-- START OF RECORDED DATA --
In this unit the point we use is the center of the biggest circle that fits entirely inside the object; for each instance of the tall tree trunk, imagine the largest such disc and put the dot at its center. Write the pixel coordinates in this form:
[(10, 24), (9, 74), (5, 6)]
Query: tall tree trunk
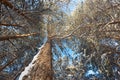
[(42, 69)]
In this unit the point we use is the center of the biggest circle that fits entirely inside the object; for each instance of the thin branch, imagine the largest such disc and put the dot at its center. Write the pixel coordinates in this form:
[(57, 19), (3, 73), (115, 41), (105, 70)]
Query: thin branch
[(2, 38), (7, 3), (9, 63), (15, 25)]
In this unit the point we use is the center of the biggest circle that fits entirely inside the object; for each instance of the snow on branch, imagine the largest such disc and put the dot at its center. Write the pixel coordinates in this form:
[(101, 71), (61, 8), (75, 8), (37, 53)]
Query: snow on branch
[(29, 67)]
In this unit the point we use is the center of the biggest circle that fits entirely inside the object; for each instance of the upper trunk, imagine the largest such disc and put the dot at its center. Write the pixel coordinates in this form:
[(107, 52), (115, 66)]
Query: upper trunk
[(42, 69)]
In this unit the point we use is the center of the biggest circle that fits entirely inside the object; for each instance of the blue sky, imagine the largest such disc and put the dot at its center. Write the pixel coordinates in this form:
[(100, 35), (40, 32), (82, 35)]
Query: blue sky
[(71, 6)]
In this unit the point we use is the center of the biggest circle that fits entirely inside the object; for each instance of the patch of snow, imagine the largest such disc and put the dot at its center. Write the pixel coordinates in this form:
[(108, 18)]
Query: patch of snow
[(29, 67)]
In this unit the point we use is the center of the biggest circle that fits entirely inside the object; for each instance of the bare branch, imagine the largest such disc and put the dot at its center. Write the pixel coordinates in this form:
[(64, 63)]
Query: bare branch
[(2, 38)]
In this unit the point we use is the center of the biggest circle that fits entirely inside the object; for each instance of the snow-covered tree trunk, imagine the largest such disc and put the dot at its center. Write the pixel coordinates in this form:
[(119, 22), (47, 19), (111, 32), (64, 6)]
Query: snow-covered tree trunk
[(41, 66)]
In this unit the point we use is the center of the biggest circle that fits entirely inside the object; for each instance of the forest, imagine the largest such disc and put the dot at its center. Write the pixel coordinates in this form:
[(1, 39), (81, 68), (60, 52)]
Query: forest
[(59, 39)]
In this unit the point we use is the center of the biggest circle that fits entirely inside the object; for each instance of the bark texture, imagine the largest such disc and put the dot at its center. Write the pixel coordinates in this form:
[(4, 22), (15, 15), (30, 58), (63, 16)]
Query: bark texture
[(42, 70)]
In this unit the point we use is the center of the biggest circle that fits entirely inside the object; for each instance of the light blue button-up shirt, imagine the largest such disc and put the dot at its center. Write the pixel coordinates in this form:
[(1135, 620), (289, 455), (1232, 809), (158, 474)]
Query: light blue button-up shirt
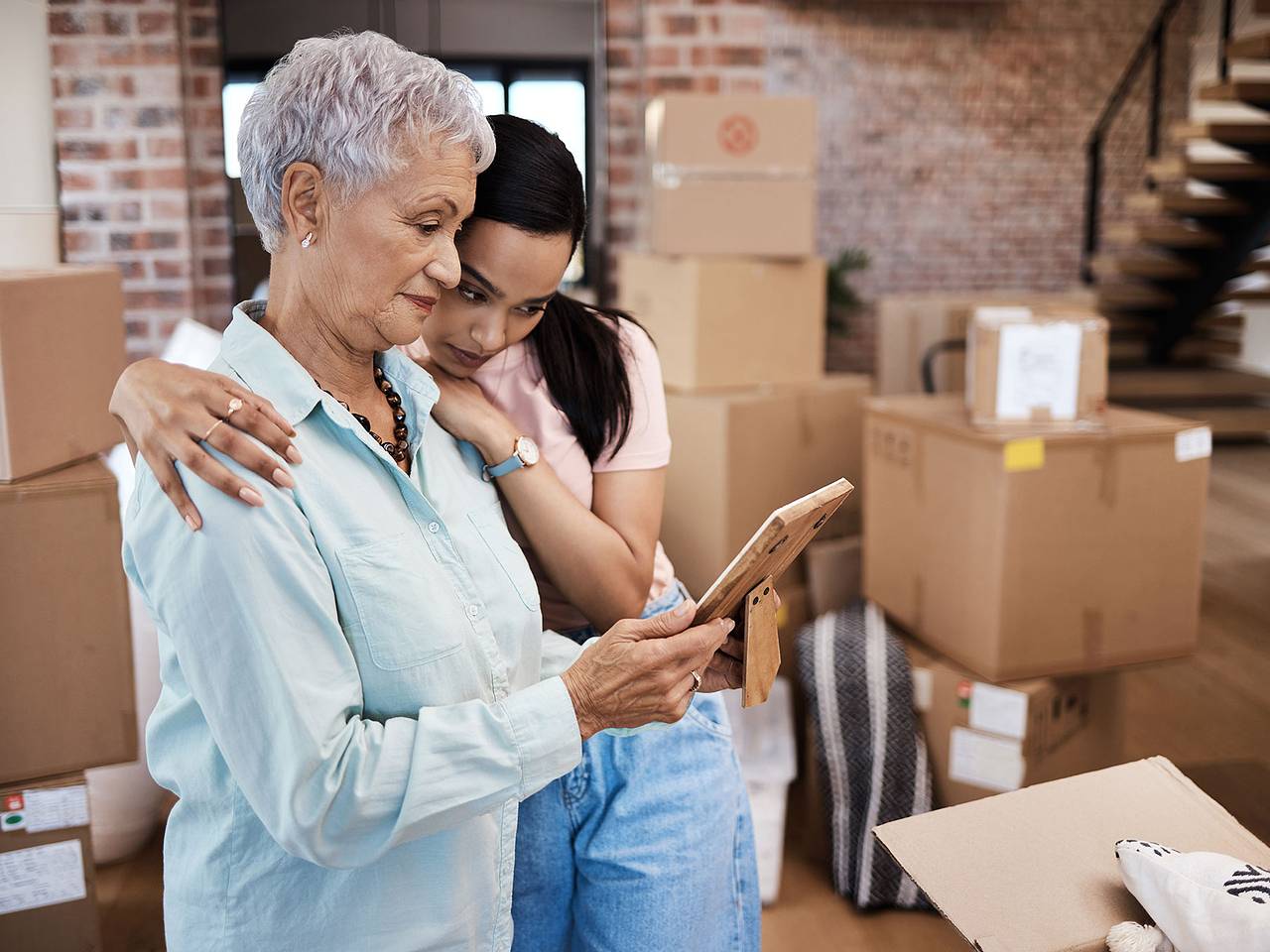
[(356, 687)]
-- END OF RECORDED DATA --
▶ [WHAT THE EXERCISE ASKS] Please copy the lines above, starting at the one that holds "of the light" and stopping after the last line, exactly as they appear and minus the pictures.

▶ [ANSWER TO THE PROBLEM]
In this unit the point we use is the center of the biggest circle that fits entirely inside the object; for each instance of the light blue button-up shirt, imagine the largest such disc and put the dot at its center. Write the pixel coordinates in this form:
[(1135, 620), (289, 455), (1232, 809), (158, 474)]
Query: light blue button-up shirt
[(356, 687)]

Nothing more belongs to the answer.